### Problem details
Reproduce the records exactly.

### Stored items
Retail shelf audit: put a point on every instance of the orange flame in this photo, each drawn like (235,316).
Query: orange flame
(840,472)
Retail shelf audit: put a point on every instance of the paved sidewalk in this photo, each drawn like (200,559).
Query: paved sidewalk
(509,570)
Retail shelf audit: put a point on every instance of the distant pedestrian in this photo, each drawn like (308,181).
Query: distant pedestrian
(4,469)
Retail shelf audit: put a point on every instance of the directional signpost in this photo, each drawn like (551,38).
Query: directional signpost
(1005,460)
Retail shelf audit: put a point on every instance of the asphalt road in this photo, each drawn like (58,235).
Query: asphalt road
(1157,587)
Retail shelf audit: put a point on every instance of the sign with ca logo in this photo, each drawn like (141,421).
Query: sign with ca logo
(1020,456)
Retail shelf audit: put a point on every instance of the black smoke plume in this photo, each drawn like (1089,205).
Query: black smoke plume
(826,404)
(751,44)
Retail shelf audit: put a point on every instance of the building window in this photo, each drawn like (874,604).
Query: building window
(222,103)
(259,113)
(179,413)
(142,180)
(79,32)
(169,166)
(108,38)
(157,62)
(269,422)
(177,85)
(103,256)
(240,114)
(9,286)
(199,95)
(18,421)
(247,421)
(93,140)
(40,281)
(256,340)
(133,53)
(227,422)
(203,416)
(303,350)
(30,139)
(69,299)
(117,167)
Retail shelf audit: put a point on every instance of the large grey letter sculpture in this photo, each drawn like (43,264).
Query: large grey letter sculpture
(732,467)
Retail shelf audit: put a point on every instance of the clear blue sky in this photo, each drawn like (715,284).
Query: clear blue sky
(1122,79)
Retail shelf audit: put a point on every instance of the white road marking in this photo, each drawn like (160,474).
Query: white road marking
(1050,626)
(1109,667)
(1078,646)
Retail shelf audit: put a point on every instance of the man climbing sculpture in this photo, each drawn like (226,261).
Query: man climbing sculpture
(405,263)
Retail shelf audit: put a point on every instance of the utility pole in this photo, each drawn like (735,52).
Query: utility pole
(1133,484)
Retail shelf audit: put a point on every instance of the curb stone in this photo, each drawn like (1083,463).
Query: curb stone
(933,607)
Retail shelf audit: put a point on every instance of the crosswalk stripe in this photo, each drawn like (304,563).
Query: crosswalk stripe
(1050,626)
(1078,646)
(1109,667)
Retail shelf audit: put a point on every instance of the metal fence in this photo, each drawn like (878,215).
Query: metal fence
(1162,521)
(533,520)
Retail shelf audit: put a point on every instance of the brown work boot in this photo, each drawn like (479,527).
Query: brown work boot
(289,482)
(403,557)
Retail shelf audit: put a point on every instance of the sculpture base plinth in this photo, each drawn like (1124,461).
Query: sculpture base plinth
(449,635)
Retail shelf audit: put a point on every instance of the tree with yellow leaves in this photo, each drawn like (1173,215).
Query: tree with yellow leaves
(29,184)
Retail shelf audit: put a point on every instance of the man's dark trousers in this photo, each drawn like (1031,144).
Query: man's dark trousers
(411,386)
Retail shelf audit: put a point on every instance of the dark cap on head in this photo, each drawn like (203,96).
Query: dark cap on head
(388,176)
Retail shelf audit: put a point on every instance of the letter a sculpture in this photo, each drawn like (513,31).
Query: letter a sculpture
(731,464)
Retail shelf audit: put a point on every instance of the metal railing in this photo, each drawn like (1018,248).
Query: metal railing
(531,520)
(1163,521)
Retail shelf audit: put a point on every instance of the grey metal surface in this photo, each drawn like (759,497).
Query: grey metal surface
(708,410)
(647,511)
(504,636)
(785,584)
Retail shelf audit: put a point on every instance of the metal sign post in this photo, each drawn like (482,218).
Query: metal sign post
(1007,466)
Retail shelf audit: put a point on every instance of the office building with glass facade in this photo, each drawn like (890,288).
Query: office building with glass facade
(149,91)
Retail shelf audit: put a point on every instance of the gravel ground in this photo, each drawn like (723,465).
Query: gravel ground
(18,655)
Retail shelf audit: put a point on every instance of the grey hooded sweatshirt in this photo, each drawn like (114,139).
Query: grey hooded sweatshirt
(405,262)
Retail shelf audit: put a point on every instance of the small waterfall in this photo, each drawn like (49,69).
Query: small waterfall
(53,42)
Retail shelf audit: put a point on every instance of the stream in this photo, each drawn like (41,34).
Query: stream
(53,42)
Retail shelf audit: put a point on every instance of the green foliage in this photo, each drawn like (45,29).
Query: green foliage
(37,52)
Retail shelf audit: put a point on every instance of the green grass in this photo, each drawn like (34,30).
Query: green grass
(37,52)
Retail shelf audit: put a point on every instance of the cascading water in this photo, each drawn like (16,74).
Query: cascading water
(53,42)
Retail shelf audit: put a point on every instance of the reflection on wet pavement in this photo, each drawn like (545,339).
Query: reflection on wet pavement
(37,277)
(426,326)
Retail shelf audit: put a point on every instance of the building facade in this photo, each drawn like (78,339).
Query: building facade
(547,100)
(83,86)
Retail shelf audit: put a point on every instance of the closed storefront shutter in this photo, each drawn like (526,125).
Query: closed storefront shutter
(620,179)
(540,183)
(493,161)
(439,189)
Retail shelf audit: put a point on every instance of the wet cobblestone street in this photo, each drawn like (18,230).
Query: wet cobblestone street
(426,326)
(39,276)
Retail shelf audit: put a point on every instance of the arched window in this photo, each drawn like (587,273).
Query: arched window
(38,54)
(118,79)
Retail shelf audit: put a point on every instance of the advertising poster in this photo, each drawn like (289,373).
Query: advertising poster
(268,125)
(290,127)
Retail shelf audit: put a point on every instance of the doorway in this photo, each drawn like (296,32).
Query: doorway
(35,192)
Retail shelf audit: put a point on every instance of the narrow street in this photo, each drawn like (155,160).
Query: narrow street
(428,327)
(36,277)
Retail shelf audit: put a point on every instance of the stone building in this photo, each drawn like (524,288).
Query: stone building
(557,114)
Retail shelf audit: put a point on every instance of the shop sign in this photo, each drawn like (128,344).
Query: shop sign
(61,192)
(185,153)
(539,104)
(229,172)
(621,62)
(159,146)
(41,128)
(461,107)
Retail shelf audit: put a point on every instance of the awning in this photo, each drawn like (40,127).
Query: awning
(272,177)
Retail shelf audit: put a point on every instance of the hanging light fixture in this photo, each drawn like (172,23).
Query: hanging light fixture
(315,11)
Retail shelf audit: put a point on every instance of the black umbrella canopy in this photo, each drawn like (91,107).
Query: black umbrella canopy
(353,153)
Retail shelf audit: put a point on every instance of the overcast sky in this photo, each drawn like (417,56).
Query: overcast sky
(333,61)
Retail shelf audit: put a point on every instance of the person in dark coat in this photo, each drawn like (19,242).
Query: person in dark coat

### Completed exercise
Retail shelf audit: put a point on every instance of the orange flame in this photo, each drawn like (235,316).
Query: orange flame
(840,472)
Retail shelf audit: put a point on every instance of the paved sidewalk in this photo, each drawn like (200,559).
Query: paved sidewalk
(509,570)
Retail shelf audit: put a point on every instance of the distant pedestrian in this photo, each drawn like (308,181).
Query: distant pedestrian
(4,469)
Retail shelf audit: put a point on every instance of the directional signpost in this photo, each drawn like (551,38).
Query: directional signpost
(1005,460)
Retail shelf audit: put a point on every instance of the asphalt road in this photo, each drawn like (58,235).
Query: asphalt road
(1157,587)
Retail shelf audit: put a point on every instance of the sign with ca logo in this photo, each drawn like (141,421).
Query: sign with ca logo
(1020,456)
Retail shelf audit: put a point on every instance of the black smoke plume in this photo, each drawn like (1089,205).
Query: black smoke plume
(826,404)
(751,44)
Retail shelf audit: put a point on every instance of the building window in this photo, each drawn like (874,604).
Query: building window
(222,103)
(259,113)
(179,413)
(142,180)
(79,32)
(169,166)
(108,38)
(157,62)
(269,422)
(177,85)
(103,256)
(240,114)
(9,286)
(199,95)
(18,421)
(247,421)
(93,140)
(40,281)
(256,340)
(133,53)
(227,422)
(203,416)
(303,350)
(30,139)
(69,299)
(117,167)
Retail shelf audit: put a point on every instance of the large grey letter sculpture in this photo, each drawn like (43,264).
Query: large grey letter sculpture
(732,467)
Retail shelf audit: put a point on every instance of the clear blue sky in this photo, each drawn like (715,284).
Query: clear blue sky
(1122,79)
Retail shelf audit: put a point on every instance of the white road marking in this photo, each drawn like (160,474).
Query: white road marking
(1050,626)
(1109,667)
(1078,646)
Retail shelf audit: put a point on every instance of the man climbing sculpture in this photo, each drawn like (226,261).
Query: man climbing sculpture
(405,263)
Retail shelf audit: put a point on every instance of the utility pole in this photo, each drawn like (735,52).
Query: utility pole
(1133,484)
Retail shelf audit: put a point on every instance of the curb stone in this photo, each drawn like (1083,463).
Query: curb stone
(933,607)
Retail shelf audit: put a point on every instance of the crosswalk stripe in this photo, each drawn like (304,563).
Query: crosswalk stripe
(1050,626)
(1078,646)
(1109,667)
Retail shelf audit: put a point on every instance of the metal fence in this photo, each drawn like (878,215).
Query: metal fence
(1162,521)
(533,520)
Retail shelf audit: put a point on every instance of the brown work boot in this photo, each drawn like (479,527).
Query: brown work boot
(289,482)
(403,557)
Retail shelf audit: put a point on every instance of the sculpture base plinth in this photo, each drawn like (1124,461).
Query: sculpture base plinth
(449,635)
Retail shelf audit: put a point on every instance of the tree with yellow leaves in this photo, each drawn like (1173,215).
Query: tree with yellow leaves
(29,184)
Retail shelf audit: put a point on every instance of the man's dark trousers in this photo, each drawn like (1031,144).
Query: man's dark trousers
(411,386)
Retail shelf audit: put a point on every instance of the dark cap on head in this photo, each drawn like (203,96).
Query: dark cap on head
(388,176)
Retail shelf audit: put a point on every instance of the letter a sculpture in this photo, each drawn like (513,31).
Query: letter a sculpture
(731,464)
Retail shelf audit: put a point on every instance of the metal railing in this photo, each drawn like (1018,248).
Query: metal railing
(531,520)
(1163,521)
Retail shelf audit: put a point on every instance of the grey metal surface in this photo, each drawn like (759,497).
Query: grey metal surface
(708,410)
(647,511)
(504,636)
(785,584)
Retail shelf audit: put a point on every instance of the metal sign post in this photo, each drawn like (482,218).
Query: metal sign post
(1007,466)
Retail shelf audit: put a point on every instance of the office building with glass facade in this photo, each drawn like (890,288).
Query: office building with glass facade
(149,91)
Retail shelf audit: put a point on every instance of the gravel ground in this photo, each drawn like (723,465).
Query: gravel ground
(18,655)
Retail shelf audit: put a point on every instance of the grey hooded sweatshirt in this photo, each drawn like (114,139).
Query: grey hooded sweatshirt
(405,262)
Retail shelf audit: put a point on every instance of the small waterfall in this photo, each drawn like (49,69).
Query: small waterfall
(53,42)
Retail shelf audit: put a point on every instance of the stream in this photo, each drawn like (41,34).
Query: stream
(53,42)
Retail shelf audit: put a point on every instance of the green foliage in this photo, each drawn like (45,29).
Query: green foliage
(37,52)
Retail shelf audit: put a point on every instance of the green grass in this photo, each drawn like (34,30).
Query: green grass
(37,52)
Retail shelf audit: put a point on every instance of the cascading water in this photo, each drawn like (16,74).
Query: cascading water
(53,42)
Retail shelf audit: put a point on every instance of the reflection on wet pavement in this photo, each drawn like (545,339).
Query: reflection on wet pavement
(37,277)
(426,326)
Retail shelf audit: put a point on every instance of the building facade in this photo, each drawn like (78,339).
Query: building facade
(547,100)
(83,86)
Retail shelf audit: put a point on every instance of the closed storefront shutter in this photo, each drawn like (526,125).
Query: closed storefront shutter
(620,179)
(540,183)
(493,161)
(439,189)
Retail shelf audit: put a point on every instance of the wet cobblestone street in this photo, each drawn like (18,230).
Query: wet cobblestone street
(426,326)
(39,276)
Retail shelf audit: put a point on every instance of the arched window in this photo, each drawn like (587,273).
Query: arched window
(38,54)
(118,79)
Retail shelf audit: put a point on every instance of the advertising poster in this photo, each drawn like (289,373).
Query: advertising poster
(268,125)
(290,127)
Retail shelf audit: put a point on every instance of the doorway in this photo, each drawn like (296,32).
Query: doorway
(35,192)
Retail shelf audit: put a point on every instance of the narrow street in this photo, each drawn like (155,160).
Query: narrow street
(428,327)
(36,277)
Retail shelf audit: put a point on every instance of the stone building in this photo, each drawn like (524,288).
Query: stone building
(557,114)
Retail shelf audit: put a point on every instance of the shop sign in this photo, each drawn like (128,344).
Query: shop sign
(61,192)
(185,153)
(539,104)
(229,172)
(621,62)
(159,146)
(41,128)
(461,107)
Retail shelf audit: put a point on every instance of the awning in this photo, each drawn like (40,127).
Query: awning
(272,177)
Retail shelf audit: put a point on every instance of the hanging light fixture in this photo, each drawn like (172,23).
Query: hanging light fixture
(315,11)
Retail shelf audit: put a point on every instance of the black umbrella canopy in this photo, each drawn like (91,107).
Query: black umbrella canopy
(353,153)
Retail shelf audit: put a point on every instance of the overcast sky in this photo, each drawn like (417,56).
Query: overcast sky
(333,61)
Retail shelf audit: put a point on every instance of the person in dark coat in this photo, each drawn like (19,242).
Query: person in dark coat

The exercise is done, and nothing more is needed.